(Coordinate annotation records)
⁂
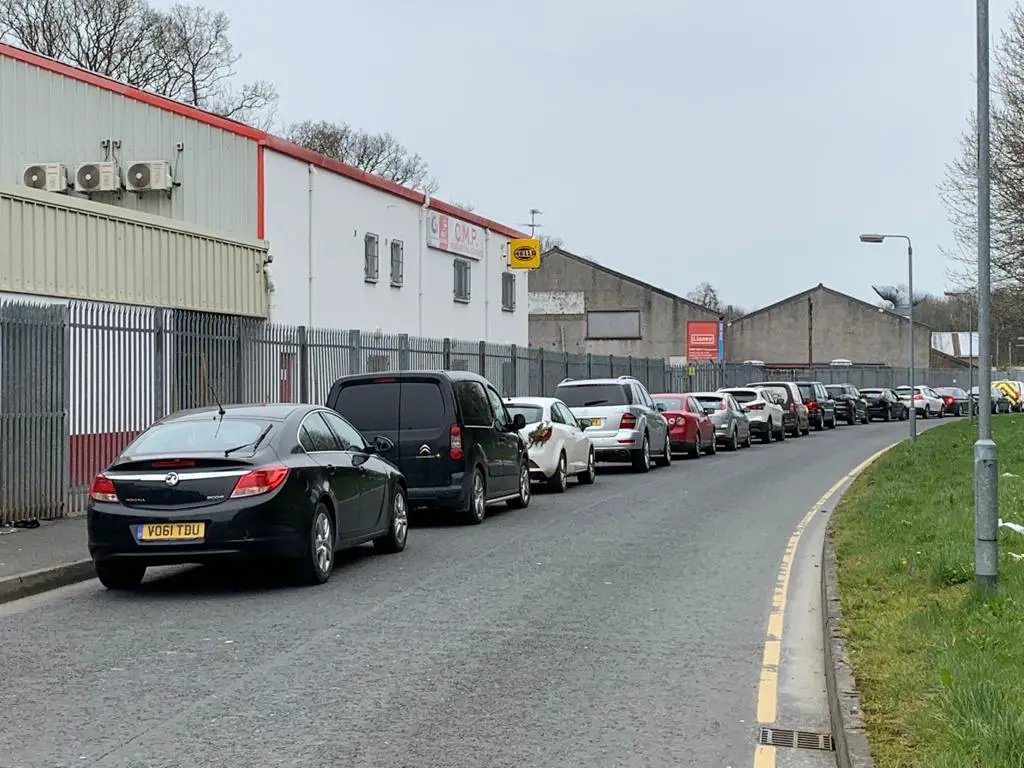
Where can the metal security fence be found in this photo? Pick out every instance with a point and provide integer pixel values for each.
(78, 381)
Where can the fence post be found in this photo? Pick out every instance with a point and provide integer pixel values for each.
(403, 355)
(159, 366)
(355, 351)
(303, 366)
(513, 375)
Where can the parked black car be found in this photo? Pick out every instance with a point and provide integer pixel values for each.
(885, 403)
(956, 400)
(820, 406)
(452, 436)
(291, 481)
(849, 402)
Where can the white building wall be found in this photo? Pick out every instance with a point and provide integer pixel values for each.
(318, 282)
⁂
§ **What you should do**: Update the items above by changing every "photo" to "image" and leaving everything else as it is. Leave the pictures out of your answer.

§ **Output of the task**:
Where can the metal security fence be found in this image? Pick out every instance with a point and provide integer pixel values for each.
(78, 381)
Where can the fence post be found in this image? Pick out every instance with a point and provide integer pixel values for each.
(403, 355)
(159, 366)
(355, 351)
(303, 366)
(513, 375)
Where can the parked black car be found in this image? Pick out every instance with a point and provide integer pixel values for each.
(885, 403)
(956, 400)
(820, 406)
(452, 436)
(291, 481)
(849, 402)
Where can the white building wall be found in this image? Pick out every instance with a point and provide integer pixel values for each.
(318, 282)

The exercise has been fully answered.